Records from a data source
--- begin ---

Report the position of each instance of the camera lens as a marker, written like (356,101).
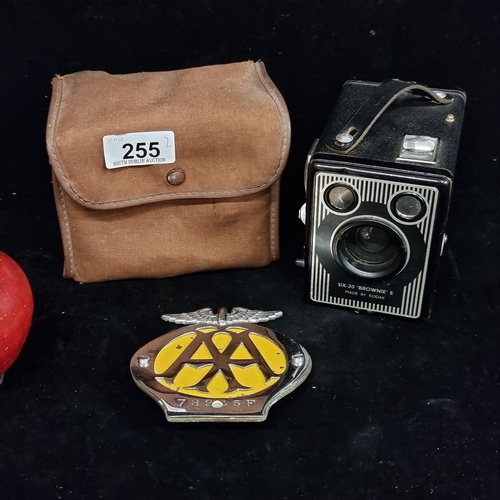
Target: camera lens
(370,249)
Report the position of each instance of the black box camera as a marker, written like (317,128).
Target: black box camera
(378,185)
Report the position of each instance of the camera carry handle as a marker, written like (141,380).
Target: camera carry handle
(374,106)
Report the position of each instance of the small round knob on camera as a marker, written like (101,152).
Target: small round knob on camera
(341,198)
(409,208)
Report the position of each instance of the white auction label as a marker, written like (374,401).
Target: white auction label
(139,149)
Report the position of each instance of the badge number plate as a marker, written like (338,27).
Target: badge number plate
(138,149)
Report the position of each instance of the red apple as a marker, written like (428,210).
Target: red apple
(16,311)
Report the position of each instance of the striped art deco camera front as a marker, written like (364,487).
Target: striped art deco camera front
(378,185)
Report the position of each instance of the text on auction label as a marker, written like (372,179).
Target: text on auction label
(139,149)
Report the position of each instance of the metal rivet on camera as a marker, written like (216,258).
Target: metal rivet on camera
(341,198)
(408,208)
(176,176)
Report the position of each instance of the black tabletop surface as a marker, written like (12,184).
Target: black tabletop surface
(392,409)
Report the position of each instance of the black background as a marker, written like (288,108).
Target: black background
(392,409)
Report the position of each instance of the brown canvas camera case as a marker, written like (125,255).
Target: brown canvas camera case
(215,207)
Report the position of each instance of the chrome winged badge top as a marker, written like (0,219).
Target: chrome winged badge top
(237,315)
(221,367)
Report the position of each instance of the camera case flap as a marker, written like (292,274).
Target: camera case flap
(378,185)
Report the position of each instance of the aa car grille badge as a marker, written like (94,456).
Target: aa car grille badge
(222,367)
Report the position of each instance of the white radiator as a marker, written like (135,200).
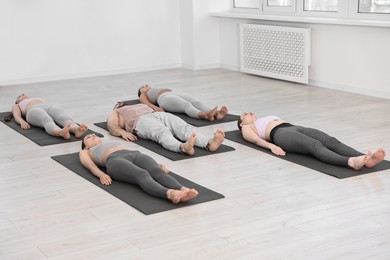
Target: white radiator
(275,51)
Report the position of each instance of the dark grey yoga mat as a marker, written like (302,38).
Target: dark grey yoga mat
(38,135)
(309,161)
(155,147)
(132,194)
(194,121)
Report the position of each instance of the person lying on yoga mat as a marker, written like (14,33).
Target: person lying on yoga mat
(275,134)
(131,167)
(162,99)
(34,111)
(170,131)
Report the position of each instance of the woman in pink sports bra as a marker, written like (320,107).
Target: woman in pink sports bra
(34,111)
(280,137)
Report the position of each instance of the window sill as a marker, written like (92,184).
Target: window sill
(300,19)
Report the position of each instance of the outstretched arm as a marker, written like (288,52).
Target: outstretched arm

--- end ---

=== AIM OF THE EXERCISE ===
Please rewrite the lines above as a numbered list, skipping any blank lines. Leave the pictures out of your answer.

=== RESPONSE TO THE TASK ===
1. Report the position of each instance of the camera lens as a marker, written like (356,101).
2. Target: camera lens
3. (370,249)
4. Report the position of each instance of the black box camera as a marker, written like (317,128).
5. Target: black box camera
6. (378,185)
7. Report the position of each instance of the camera carry handle as a marker, written like (141,380).
8. Target: camera carry handle
9. (374,106)
10. Report the position of each instance of the small round knob on camera as a marker, written like (101,152).
11. Target: small round knob on camera
12. (341,198)
13. (409,208)
14. Report the position of each instance of the white auction label as a marker, written like (374,401).
15. Target: white auction label
16. (139,149)
17. Report the position of each instance of the badge number plate as a marker, written like (338,27).
18. Target: badge number plate
19. (138,149)
20. Report the position of each instance of the red apple as a marker, written like (428,210).
21. Target: red apple
22. (16,311)
23. Report the position of each instance of the striped art deco camera front as a marker, written like (364,487).
24. Target: striped art deco camera front
25. (378,185)
26. Report the position of each instance of the text on auction label as a marker, written like (372,179).
27. Target: text on auction label
28. (139,149)
29. Report the position of each instance of the metal rivet on camera as a marker, written like (216,258).
30. Target: metal rivet on camera
31. (341,198)
32. (408,208)
33. (176,176)
34. Report the position of each instance of the black tabletop surface as a marker, written like (12,184).
35. Target: black tabletop surface
36. (392,409)
37. Report the position of each instance of the black background as a marker, written like (288,108).
38. Target: black background
39. (392,409)
40. Report the position of each instance of the brown canvas camera case as a marker, written like (125,255).
41. Target: brown canvas camera case
42. (215,207)
43. Report the position of each instance of the chrome winged badge top as a marker, written like (0,219).
44. Target: chrome winged badge top
45. (237,315)
46. (221,367)
47. Report the position of each instance of the camera case flap as a marker, written like (292,274).
48. Target: camera case flap
49. (378,185)
50. Report the position of each instance of the aa car grille badge as a marker, written like (94,456).
51. Target: aa car grille badge
52. (222,367)
53. Report the position of each instance of the white radiator as a marker, written like (135,200).
54. Target: white radiator
55. (275,51)
56. Report the position of each instance of the dark grey yoga mat as a marker, written like (302,38).
57. Target: dark grey yoga mat
58. (38,135)
59. (309,161)
60. (155,147)
61. (132,194)
62. (194,121)
63. Report the position of each instance of the person lying on yoga mat as a marker, written like (14,33).
64. Target: person lying on yoga mat
65. (275,134)
66. (131,167)
67. (162,99)
68. (34,111)
69. (170,131)
70. Report the position of each instance of the woman in pink sports bra as a marker, written like (320,107).
71. Target: woman in pink sports bra
72. (34,111)
73. (280,137)
74. Report the position of each instance of the window sill as a marker, written like (92,184).
75. Target: window sill
76. (300,19)
77. Report the position of each instance of the outstretched arm as a marker, written like (288,52).
78. Target: outstretched arm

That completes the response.